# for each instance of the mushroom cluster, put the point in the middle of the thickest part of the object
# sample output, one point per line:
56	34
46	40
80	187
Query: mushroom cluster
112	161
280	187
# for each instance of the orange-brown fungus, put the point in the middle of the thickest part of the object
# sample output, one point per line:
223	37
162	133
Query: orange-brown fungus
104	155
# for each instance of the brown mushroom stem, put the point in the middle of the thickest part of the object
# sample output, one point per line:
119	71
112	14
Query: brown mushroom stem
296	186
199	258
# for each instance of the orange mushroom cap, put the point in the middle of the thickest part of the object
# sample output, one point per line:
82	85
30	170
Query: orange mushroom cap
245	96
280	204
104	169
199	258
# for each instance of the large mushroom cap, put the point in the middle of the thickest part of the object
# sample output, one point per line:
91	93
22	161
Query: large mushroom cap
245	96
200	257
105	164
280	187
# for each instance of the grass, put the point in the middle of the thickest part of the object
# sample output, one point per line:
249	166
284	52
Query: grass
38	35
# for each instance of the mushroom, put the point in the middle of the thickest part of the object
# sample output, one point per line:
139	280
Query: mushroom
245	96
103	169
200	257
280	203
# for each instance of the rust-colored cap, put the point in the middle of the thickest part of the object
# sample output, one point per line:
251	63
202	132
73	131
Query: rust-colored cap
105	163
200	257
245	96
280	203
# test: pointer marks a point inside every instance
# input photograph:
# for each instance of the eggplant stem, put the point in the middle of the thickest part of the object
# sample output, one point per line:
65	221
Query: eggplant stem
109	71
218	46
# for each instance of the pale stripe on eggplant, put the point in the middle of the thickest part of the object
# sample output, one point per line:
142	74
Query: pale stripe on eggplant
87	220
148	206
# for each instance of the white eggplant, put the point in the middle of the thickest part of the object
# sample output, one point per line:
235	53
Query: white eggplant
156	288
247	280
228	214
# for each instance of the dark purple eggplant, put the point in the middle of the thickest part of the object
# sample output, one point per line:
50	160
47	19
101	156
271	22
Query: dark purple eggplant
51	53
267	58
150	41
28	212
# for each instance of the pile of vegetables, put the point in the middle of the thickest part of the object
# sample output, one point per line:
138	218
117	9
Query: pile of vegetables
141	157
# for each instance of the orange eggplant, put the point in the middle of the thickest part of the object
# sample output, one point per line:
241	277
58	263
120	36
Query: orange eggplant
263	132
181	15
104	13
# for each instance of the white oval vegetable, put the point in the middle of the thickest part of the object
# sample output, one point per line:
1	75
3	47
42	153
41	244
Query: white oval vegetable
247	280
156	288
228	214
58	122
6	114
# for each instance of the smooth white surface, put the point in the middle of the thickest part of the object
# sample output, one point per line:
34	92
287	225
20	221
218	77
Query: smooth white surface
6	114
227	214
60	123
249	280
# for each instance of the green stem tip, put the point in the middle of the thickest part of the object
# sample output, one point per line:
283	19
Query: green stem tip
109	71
____
- _PROBLEM DESCRIPTION_:
Restate each record exactly as written.

- _RESPONSE TO THE TASK_:
# for each instance of the mushroom cluster, put the point in the middle of the thickest part of the object
# sample output, one point per line:
56	34
46	40
80	187
Query: mushroom cluster
112	161
280	187
# for each instance of the orange-brown fungus, put the point in the middle of the thickest part of the object
# sample output, one point per line:
223	37
162	133
Query: orange-brown fungus
104	155
# for each instance of the brown mushroom stem, put the point in the middle of the thickest part of the object
# sample output, one point per line:
119	71
112	14
Query: brown mushroom stem
296	186
199	258
# for each instance of the orange mushroom cap, put the point in the middle of the thickest part of the object
# sample output, one point per line:
82	85
30	170
Query: orange mushroom cap
245	96
280	204
104	169
199	258
# for each instance of the large mushroom cap, put the point in the middle of the thickest part of the object
# sample output, one point per line:
91	93
22	161
Query: large mushroom cap
245	96
200	257
105	164
280	187
# for each instance of the grass, put the point in the middle of the thickest part of the object
# sample output, one point per line:
249	166
284	52
Query: grass
38	35
# for each instance of the mushroom, put the point in the middle of the thickest part of the object
# sample output, one point per line:
139	280
Query: mushroom
245	96
103	169
200	257
280	203
# for each instance of the rust-colored cap, put the point in the middle of the thickest part of the object
# sample output, one point per line:
251	63
202	132
73	131
Query: rust-colored cap
105	163
200	257
245	96
280	203
# test: pointer marks a point inside every instance
# input photograph:
# for each instance of the eggplant stem, put the point in the middle of the thickest part of the object
# sample output, one point per line:
65	221
Query: eggplant stem
109	71
218	46
# for each instance of the pale stripe on eggplant, put the point in the middle of the thickest part of the object
# sample output, one point per line:
142	74
Query: pale stripe on eggplant
87	220
148	206
# for each instance of the white eggplant, put the point in the middle of the thickest part of the object
# sample output, one point per line:
235	53
Query: white eggplant
156	288
247	280
228	214
# for each instance of the dark purple eggplant, put the point in the middle of the thickest part of the object
# sample output, one point per line:
50	160
47	19
101	156
271	22
Query: dark purple eggplant
51	53
267	58
150	41
28	212
# for each instance of the pile of vegetables, put the point in the middle of the thickest part of the object
# sample output, one point per line:
138	218
117	9
Query: pile of vegetables
141	157
# for each instance of the orange eggplant, put the point in the middle of the thickest part of the object
# sample output, one point per line:
241	277
58	263
120	36
Query: orange eggplant
263	132
181	15
104	13
# for each instance of the white oval vegetable, put the point in the middle of the thickest part of the object
# sample output, one point per line:
1	75
3	47
42	153
41	244
Query: white oval vegetable
247	280
156	288
228	214
58	122
6	114
# for each instance of the smooth white surface, put the point in the middle of the thickest part of the object
# sample output, one point per line:
34	92
287	225
20	221
218	77
Query: smooth white surface
6	114
227	214
60	123
249	280
# for each instance of the green stem tip, put the point in the middle of the thickest part of the object
# sample output, one point per line:
283	19
Query: green stem tip
109	71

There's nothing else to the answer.